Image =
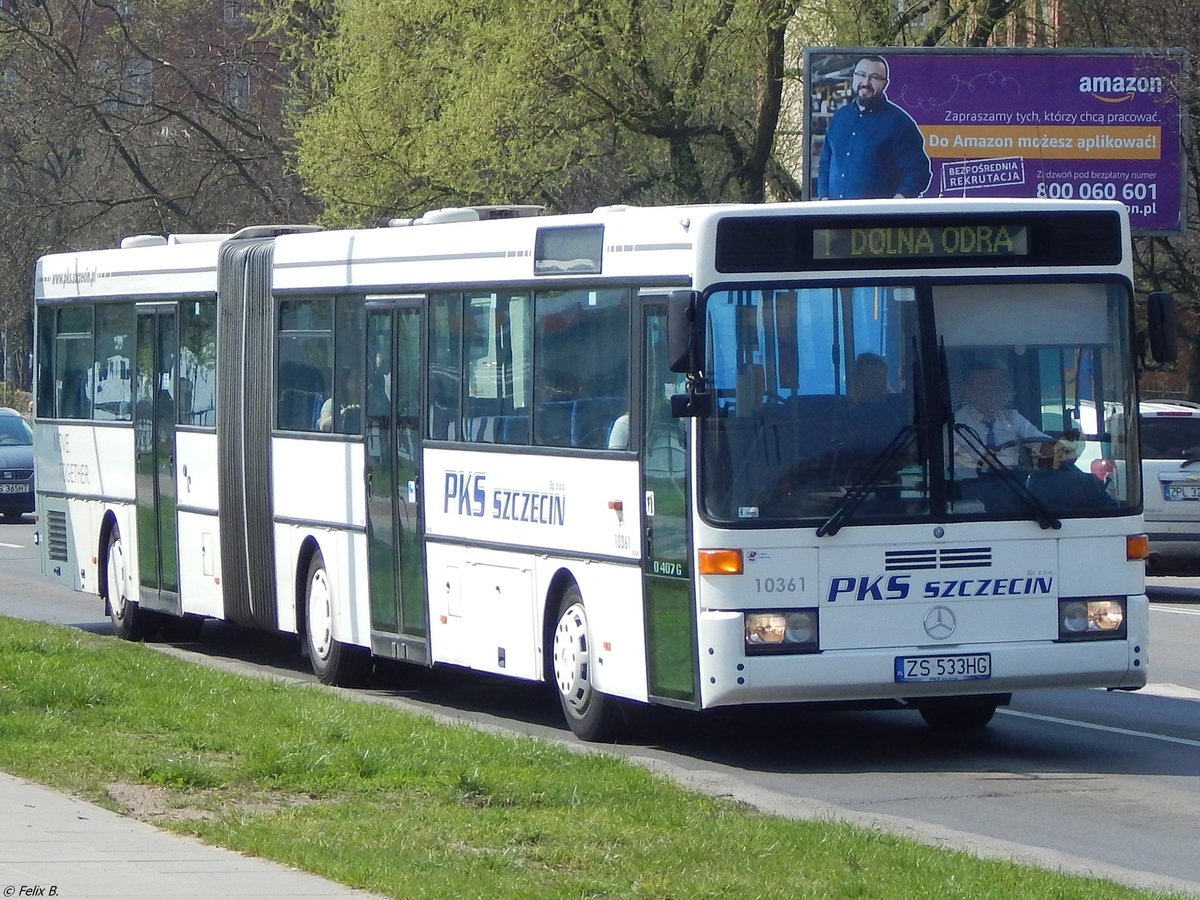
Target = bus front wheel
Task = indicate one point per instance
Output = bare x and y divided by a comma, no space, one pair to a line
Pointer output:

= = =

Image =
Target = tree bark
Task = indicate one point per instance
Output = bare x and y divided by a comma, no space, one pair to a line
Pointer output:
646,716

= = =

▸ **DIRECTIONS FOR THIS TASK**: Copy all lines from the material that hold "Target".

▸ **RESPONSE**:
Target = bus front wheel
Target = tree bark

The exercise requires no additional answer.